Entries for pointing and labeling:
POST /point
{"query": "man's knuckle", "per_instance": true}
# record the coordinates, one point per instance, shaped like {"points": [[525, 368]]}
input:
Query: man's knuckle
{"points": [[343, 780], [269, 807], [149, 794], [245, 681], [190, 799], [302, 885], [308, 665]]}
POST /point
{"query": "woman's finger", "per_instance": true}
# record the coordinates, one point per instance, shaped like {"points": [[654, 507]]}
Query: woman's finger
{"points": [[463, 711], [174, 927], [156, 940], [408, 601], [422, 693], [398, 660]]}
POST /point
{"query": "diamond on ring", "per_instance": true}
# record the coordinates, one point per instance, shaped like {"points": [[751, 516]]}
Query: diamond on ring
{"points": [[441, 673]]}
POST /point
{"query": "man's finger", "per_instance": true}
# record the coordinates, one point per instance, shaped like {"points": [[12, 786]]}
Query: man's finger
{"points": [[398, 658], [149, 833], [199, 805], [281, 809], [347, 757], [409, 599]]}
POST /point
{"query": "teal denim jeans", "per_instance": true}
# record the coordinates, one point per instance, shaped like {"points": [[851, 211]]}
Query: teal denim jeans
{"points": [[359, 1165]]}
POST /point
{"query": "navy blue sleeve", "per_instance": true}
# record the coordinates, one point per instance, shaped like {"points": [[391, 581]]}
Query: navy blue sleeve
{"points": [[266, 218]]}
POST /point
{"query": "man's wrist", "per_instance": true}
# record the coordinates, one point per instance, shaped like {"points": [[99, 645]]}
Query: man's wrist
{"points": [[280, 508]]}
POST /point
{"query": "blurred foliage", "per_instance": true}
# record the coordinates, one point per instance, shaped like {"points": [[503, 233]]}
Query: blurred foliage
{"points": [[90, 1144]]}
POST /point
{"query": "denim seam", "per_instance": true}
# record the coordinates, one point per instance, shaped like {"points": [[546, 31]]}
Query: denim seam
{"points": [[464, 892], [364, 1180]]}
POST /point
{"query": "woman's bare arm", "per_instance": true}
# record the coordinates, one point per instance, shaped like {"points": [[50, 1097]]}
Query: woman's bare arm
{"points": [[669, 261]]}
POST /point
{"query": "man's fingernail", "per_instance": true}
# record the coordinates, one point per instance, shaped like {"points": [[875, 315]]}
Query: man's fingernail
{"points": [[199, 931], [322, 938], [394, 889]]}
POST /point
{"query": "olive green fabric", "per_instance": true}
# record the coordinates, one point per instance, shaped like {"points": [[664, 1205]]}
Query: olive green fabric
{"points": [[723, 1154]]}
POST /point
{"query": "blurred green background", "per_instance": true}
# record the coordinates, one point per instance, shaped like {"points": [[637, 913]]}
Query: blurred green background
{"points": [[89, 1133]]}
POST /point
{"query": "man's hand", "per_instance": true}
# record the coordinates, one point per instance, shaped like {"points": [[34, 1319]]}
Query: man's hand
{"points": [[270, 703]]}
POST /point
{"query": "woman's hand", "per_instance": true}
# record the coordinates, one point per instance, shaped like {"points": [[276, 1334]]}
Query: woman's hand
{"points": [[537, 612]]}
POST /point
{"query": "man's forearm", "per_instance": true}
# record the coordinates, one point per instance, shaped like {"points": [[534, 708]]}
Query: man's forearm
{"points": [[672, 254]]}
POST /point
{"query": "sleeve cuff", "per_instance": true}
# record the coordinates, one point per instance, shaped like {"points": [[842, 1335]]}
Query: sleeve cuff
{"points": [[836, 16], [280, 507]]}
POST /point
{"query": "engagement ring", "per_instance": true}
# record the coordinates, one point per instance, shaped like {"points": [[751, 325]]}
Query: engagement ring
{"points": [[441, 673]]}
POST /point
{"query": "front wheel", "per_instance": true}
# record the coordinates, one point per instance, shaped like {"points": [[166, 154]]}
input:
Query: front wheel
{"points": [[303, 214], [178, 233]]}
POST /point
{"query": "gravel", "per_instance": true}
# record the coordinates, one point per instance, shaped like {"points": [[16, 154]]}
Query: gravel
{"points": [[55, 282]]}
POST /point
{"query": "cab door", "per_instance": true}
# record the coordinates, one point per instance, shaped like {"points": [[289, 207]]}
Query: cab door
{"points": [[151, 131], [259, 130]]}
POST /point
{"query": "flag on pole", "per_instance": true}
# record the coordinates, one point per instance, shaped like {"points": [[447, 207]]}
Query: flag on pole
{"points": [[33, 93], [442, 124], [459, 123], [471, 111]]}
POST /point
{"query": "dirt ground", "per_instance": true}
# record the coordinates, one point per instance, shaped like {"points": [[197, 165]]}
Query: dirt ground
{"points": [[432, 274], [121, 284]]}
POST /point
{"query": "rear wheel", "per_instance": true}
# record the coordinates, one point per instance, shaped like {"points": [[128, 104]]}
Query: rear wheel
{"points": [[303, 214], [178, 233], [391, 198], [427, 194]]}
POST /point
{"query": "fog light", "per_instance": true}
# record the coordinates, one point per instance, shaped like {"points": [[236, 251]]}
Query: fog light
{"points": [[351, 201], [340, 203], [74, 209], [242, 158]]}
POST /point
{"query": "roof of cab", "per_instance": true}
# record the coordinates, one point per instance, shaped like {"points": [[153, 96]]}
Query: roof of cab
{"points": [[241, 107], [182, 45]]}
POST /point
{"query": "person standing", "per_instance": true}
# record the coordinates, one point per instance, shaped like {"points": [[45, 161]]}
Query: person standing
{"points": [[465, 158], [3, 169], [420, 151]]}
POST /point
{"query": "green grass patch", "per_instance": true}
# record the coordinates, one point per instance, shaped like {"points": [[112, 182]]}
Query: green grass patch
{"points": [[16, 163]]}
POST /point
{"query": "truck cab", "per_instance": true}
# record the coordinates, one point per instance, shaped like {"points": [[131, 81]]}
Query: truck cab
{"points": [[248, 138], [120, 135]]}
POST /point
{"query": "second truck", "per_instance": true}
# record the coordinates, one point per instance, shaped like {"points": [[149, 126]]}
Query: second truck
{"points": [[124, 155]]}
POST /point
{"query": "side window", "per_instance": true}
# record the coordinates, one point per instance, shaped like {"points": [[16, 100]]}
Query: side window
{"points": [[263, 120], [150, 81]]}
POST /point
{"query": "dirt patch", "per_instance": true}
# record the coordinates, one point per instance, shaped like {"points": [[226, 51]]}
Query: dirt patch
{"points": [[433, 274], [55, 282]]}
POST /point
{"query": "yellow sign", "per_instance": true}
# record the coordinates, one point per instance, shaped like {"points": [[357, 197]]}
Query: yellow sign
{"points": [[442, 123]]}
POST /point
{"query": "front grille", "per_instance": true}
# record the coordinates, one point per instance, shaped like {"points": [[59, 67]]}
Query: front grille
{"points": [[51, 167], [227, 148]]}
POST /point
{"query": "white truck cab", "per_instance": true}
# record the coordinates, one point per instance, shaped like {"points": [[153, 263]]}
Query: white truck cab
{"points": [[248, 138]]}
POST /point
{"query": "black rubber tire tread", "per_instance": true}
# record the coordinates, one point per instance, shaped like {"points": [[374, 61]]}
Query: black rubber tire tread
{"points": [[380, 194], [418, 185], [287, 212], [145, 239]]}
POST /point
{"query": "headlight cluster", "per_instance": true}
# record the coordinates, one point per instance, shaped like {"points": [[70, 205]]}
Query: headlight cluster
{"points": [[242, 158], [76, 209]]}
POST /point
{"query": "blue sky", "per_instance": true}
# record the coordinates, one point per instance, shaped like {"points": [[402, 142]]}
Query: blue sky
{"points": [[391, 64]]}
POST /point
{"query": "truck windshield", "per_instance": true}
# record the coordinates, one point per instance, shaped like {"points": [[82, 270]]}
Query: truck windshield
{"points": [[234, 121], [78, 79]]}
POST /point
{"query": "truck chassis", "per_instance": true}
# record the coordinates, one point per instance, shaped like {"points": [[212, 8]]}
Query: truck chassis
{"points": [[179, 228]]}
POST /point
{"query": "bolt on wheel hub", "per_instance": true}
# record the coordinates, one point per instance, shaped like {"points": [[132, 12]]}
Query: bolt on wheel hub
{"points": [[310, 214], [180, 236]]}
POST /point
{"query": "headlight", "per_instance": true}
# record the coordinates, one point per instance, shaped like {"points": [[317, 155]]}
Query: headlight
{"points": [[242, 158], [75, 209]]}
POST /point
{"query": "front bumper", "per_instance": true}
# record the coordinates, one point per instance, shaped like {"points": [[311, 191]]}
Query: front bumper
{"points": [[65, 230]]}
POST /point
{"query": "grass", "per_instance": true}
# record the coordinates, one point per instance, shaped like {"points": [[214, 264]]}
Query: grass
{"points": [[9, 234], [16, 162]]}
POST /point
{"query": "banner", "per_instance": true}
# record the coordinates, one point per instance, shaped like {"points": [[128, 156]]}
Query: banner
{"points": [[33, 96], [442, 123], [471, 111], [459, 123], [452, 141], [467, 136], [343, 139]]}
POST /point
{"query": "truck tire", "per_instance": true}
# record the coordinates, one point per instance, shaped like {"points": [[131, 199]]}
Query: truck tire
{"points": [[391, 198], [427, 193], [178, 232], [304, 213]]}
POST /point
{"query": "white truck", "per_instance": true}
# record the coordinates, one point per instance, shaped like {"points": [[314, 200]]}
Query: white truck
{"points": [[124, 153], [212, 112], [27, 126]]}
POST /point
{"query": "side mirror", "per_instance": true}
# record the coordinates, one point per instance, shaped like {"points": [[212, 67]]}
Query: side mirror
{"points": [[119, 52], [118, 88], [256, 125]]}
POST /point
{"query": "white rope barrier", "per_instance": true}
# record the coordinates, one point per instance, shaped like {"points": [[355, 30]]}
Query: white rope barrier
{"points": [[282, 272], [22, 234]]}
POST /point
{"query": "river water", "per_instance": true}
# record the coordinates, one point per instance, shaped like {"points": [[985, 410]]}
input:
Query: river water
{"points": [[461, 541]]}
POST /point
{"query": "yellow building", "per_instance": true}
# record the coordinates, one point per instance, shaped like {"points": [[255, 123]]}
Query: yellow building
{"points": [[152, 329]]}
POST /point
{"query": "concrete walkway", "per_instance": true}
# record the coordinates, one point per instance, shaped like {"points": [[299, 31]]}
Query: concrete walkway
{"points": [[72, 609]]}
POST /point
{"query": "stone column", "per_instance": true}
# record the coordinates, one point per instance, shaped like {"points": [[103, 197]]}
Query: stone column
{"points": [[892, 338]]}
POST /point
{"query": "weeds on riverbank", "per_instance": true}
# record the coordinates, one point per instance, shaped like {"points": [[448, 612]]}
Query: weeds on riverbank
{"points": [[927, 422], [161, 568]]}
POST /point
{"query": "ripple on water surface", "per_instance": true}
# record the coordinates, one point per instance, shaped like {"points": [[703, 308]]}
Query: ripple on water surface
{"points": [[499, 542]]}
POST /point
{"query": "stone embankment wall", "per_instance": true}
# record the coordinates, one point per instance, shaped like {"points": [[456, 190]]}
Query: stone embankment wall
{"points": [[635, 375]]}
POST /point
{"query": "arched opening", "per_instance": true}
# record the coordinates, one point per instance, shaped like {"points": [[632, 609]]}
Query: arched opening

▸ **What is being asked**
How many lines in the listing above contain the string "concrete"? Case counts; reply with the number only.

▸ **Task result**
2